TASK REQUIREMENTS:
Print the complete set of entries exactly.

-=-=-=-=-

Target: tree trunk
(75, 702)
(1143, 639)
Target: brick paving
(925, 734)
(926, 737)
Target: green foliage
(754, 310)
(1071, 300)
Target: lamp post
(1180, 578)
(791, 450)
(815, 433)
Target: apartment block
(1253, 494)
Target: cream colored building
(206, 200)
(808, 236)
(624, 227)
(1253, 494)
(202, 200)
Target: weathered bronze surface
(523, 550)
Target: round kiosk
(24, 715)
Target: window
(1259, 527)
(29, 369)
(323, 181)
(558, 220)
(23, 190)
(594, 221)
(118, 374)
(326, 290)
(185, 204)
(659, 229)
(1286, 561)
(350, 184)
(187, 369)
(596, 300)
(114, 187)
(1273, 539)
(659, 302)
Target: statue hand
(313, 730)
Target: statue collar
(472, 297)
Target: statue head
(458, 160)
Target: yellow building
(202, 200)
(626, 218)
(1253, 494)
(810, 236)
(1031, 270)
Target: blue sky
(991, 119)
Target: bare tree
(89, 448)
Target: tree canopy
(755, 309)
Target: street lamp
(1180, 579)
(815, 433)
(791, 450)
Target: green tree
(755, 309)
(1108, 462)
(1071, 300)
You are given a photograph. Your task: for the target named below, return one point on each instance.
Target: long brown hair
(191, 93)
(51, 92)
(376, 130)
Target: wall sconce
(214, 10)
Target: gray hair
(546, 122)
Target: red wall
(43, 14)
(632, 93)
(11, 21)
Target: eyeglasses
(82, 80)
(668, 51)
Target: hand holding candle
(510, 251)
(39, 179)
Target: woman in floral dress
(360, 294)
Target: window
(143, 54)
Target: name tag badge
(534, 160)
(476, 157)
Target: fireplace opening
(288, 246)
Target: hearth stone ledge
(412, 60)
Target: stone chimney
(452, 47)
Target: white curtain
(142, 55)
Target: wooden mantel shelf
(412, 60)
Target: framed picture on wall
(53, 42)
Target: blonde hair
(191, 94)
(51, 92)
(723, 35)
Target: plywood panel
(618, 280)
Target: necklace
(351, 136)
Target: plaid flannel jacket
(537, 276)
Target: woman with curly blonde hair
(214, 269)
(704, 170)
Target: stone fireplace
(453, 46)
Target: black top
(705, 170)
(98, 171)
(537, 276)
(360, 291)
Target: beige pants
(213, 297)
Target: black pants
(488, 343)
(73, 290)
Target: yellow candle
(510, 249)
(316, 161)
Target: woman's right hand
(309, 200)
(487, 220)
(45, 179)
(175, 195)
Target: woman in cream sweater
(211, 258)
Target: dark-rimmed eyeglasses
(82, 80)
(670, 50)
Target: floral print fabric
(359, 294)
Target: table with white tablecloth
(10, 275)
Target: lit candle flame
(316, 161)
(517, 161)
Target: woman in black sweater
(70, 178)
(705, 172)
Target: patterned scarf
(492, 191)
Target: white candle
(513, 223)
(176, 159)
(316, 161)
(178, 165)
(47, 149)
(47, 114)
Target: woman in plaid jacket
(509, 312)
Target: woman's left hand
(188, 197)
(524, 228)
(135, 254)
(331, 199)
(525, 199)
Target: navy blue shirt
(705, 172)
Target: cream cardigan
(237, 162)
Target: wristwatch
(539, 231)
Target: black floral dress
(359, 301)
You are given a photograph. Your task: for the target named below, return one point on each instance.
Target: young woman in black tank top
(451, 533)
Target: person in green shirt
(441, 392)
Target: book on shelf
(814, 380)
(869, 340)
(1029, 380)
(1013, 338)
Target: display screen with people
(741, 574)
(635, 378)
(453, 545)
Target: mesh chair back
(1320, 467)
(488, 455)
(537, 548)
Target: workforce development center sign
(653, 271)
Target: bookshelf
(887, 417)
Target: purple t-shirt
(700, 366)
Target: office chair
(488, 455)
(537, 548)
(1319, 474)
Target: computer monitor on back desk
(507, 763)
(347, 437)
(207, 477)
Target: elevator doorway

-=-=-=-=-

FULL ANSWER:
Target: tree trunk
(75, 702)
(1143, 639)
Target: brick paving
(925, 734)
(926, 737)
Target: green foliage
(754, 310)
(1071, 300)
Target: lamp post
(1180, 578)
(791, 450)
(815, 433)
Target: apartment block
(1253, 494)
Target: cream colored building
(206, 200)
(808, 236)
(624, 227)
(1253, 494)
(202, 200)
Target: weathered bronze surface
(523, 550)
Target: round kiosk
(24, 715)
Target: window
(1259, 527)
(29, 369)
(323, 181)
(558, 220)
(23, 190)
(594, 221)
(118, 374)
(326, 290)
(185, 204)
(659, 229)
(1286, 561)
(350, 184)
(187, 369)
(596, 300)
(114, 187)
(1273, 539)
(659, 302)
Target: statue hand
(313, 730)
Target: statue collar
(472, 297)
Target: statue head
(458, 160)
Target: yellow building
(202, 200)
(626, 218)
(1253, 494)
(810, 236)
(1031, 270)
Target: blue sky
(991, 119)
Target: bare tree
(89, 448)
Target: tree canopy
(755, 309)
Target: street lamp
(1180, 579)
(815, 433)
(791, 450)
Target: green tree
(755, 309)
(1108, 462)
(1071, 300)
You are given a photograph. Your task: for the target named below, return one point on each instance.
Target: long brown hair
(191, 93)
(51, 92)
(376, 130)
Target: wall sconce
(214, 10)
Target: gray hair
(546, 122)
Target: red wall
(43, 14)
(632, 93)
(11, 21)
Target: eyeglasses
(82, 80)
(668, 51)
Target: hand holding candle
(510, 251)
(39, 179)
Target: woman in floral dress
(360, 294)
Target: window
(143, 54)
Target: name tag badge
(534, 160)
(476, 157)
Target: fireplace opening
(288, 246)
Target: hearth stone ledge
(412, 60)
Target: stone chimney
(452, 47)
Target: white curtain
(142, 55)
Target: wooden mantel shelf
(412, 60)
Target: framed picture on wall
(53, 42)
Target: blonde hair
(191, 94)
(51, 92)
(723, 35)
Target: plywood panel
(618, 280)
Target: necklace
(351, 136)
Target: plaid flannel jacket
(537, 276)
Target: woman with curly blonde hair
(214, 269)
(704, 170)
Target: stone fireplace
(453, 46)
Target: black top
(705, 170)
(98, 171)
(537, 276)
(360, 291)
Target: beige pants
(213, 297)
Target: black pants
(488, 343)
(73, 290)
Target: yellow candle
(510, 249)
(316, 161)
Target: woman's right hand
(309, 200)
(487, 220)
(45, 179)
(175, 195)
Target: woman in cream sweater
(211, 258)
Target: dark-rimmed eyeglasses
(82, 80)
(670, 50)
Target: floral print fabric
(359, 294)
Target: table with white tablecloth
(10, 275)
Target: lit candle flame
(316, 161)
(517, 161)
Target: woman in black sweater
(70, 178)
(705, 172)
Target: patterned scarf
(492, 191)
Target: white candle
(513, 223)
(176, 159)
(316, 161)
(178, 165)
(47, 149)
(47, 114)
Target: woman in plaid jacket
(509, 312)
Target: woman's left hand
(188, 197)
(524, 228)
(135, 254)
(331, 199)
(525, 199)
Target: navy blue shirt
(705, 172)
Target: cream cardigan
(237, 162)
Target: wristwatch
(539, 231)
Target: black floral dress
(359, 301)
You are given a photograph. Your task: for the target named below, return one point on each instance.
Target: young woman in black tank top
(451, 533)
Target: person in green shirt
(441, 392)
Target: book on shelf
(814, 380)
(869, 340)
(1029, 380)
(1013, 338)
Target: display screen with people
(741, 574)
(635, 378)
(453, 545)
Target: mesh chair back
(1320, 467)
(488, 455)
(537, 548)
Target: workforce development center sign
(653, 271)
Target: bookshelf
(887, 417)
Target: purple t-shirt
(700, 366)
Target: office chair
(488, 455)
(537, 548)
(1319, 474)
Target: computer monitor on back desk
(507, 763)
(347, 437)
(207, 477)
Target: elevator doorway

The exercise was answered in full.